### Directions
For each line below that includes the string "belly", show the whole line.

### Provided data
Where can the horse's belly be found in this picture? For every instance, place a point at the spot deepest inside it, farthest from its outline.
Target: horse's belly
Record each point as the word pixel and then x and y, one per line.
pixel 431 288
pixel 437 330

### Answer to the exercise
Where can the horse's belly be found in this picture? For every instance, place a point at the spot deepest inside it, farthest from its outline.
Target: horse's belly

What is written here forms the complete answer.